## TÂCHES À RÉALISER
[1] Dans l'article sur « Juste la fin du monde » au Petit Louvre, relevez chacun des membres de la famille que Louis retrouve.
[2] Prolongez l'article sur « Juste la fin du monde » au Petit Louvre à la suite de sa dernière phrase.

## EXTRAIT DE PAGE
╭──

AVIGNON OFF : « JUSTE LA FIN DU MONDE », UN LAGARCE AU PETIT LOUVRE
LEBRUITDUOFF.COM – 17 juillet 2017.
Juste la fin du monde de Jean-Luc Lagarce – Mise en scène : Jean-Charles Mouveaux – Au Petit Louvre à 19h35 jusqu’au 30 juillet (relâche les 11,18 et 25 juillet)
« Juste la fin du monde » a été écrite en 1990 par Jean-Luc Lagarce, mort 5 ans plus tard du sida et se sachant déjà atteint par la maladie. Le propos est sombre, très sombre et paraît ne pas être étranger à la fin de vie de l’auteur.
En préambule et dans un propos d’outre-tombe, Louis, un jeune homme de 34 ans, nous informe qu’il retourne dans sa famille pour l’informer de sa mort prochaine. Il retrouve ainsi sa mère, sa jeune sœur Suzanne, son frère Antoine et la femme de son frère, Catherine. On a du mal à trouver ses mots, à renouer un dialogue. Les vieilles querelles et les rancœurs familiales ressurgissent, des blessures ne sont pas guéries. Dans une suite de dialogues entre Louis et les membres de sa famille, ou plutôt dans des non-dialogues tant la communication est difficile, tant chacun reste enfermé dans son mode intérieur, la parole est refoulée. Puis elle devient indispensable, on voudrait dire tout ce qu’on a sur le cœur, ce non-dit que l’on a si longtemps contenu.

╰──

## EXTRAITS DES ITEMS
╭──

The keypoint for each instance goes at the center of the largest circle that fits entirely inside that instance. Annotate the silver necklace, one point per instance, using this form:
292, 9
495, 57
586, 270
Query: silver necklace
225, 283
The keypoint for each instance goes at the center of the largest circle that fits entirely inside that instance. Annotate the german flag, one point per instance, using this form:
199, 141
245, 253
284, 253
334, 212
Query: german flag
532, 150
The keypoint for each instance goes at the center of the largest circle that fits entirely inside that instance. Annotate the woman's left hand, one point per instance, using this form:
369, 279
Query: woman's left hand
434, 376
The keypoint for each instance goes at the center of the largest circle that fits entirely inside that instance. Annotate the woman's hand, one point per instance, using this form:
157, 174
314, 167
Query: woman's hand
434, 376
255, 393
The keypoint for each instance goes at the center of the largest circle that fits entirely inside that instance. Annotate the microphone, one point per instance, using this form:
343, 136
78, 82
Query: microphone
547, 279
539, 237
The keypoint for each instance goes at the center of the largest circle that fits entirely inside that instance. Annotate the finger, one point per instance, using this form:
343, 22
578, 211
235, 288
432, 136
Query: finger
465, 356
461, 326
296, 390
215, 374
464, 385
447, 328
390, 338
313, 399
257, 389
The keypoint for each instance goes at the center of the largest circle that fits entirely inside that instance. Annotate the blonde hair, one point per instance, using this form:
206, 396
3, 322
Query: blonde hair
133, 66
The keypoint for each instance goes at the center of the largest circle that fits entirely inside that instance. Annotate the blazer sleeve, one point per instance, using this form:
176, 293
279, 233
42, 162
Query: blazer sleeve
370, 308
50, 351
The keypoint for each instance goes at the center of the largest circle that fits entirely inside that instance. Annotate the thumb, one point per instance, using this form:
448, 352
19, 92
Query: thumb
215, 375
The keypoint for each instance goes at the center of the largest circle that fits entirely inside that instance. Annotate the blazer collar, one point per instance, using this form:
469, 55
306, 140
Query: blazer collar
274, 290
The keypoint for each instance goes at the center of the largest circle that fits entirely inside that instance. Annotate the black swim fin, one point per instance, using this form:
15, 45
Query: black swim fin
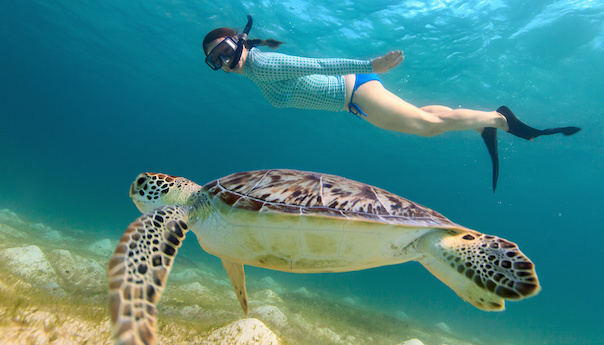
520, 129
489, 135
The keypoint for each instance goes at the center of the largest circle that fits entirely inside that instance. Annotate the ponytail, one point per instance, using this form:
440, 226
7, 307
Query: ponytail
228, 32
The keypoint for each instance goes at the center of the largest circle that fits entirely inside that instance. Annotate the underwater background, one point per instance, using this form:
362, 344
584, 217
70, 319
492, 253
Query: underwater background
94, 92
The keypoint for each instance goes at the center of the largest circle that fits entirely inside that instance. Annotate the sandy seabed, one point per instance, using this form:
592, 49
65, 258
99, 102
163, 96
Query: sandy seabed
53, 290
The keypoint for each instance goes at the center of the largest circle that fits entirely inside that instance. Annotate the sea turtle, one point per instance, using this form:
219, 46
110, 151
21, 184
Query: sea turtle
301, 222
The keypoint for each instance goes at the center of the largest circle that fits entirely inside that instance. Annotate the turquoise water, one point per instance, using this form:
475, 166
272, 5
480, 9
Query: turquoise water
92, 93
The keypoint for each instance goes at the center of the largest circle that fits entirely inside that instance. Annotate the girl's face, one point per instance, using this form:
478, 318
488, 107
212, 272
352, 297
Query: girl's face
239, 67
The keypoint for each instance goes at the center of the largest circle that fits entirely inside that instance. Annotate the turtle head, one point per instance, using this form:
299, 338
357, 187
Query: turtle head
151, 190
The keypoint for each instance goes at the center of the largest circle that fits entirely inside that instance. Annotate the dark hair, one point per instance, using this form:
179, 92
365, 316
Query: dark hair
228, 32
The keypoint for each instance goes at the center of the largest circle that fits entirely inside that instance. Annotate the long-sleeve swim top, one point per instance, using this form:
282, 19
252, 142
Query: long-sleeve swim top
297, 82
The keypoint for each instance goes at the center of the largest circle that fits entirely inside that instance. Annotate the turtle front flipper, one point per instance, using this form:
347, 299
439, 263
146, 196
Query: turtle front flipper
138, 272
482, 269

╰──
╭──

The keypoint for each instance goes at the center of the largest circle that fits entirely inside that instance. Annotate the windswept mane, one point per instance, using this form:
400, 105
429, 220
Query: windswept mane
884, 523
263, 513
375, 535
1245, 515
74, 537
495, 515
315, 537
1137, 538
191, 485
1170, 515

╰──

## RÉPONSES PAR TÂCHE
[1]
- sa mère
- sa jeune sœur Suzanne
- son frère Antoine
- Catherine, la femme de son frère

[2]
Le langage est au cœur de la pièce dans cette écriture si particulière de Lagarce dans laquelle les personnages cherchent constamment à progresser dans leur pensée. Les mots, les phrases sont repris, modifiés, adaptés sans cesse pour être sûrs de transmettre réellement ce que l’on à dire, ce que l’on veut absolument dire.
Finalement Louis se tait. Il repart comme il est venu et préfère se retrouver seul avec sa souffrance, face à la mort qui semble lui être devenue familière. Louis meurt quelques mois plus tard, il aurait voulu pousser un « grand et beau cri, un cri long et joyeux » avant de mourir mais il ne l’a pas fait. « Ce sont des oublis comme celui-là que je regretterai ». La fin de la pièce est particulièrement troublante et émouvante, le rêve et la poésie aident à affronter la mort.
La mise en scène de Jean-Charles Mouveaux, qui joue en outre le rôle de Louis, est assez classique et met en valeur le texte dans toute sa dureté, sa tendresse et sa poésie. Elle s’inscrit dans un décor de tables superposées ou renversées qui positionne judicieusement les acteurs dans l’espace.
L’interprétation est homogène et transmet les émotions, les frustrations, les colères, les non-dits refoulés. On retiendra en particulier les prestations poignantes de Philippe Calvario et Jean-Charles Mouveaux dans les rôles des deux frères.
Un moment de théâtre saisissant qui nous plonge dans les mystères de l’incompréhension humaine et qui nous fait côtoyer la mort de près.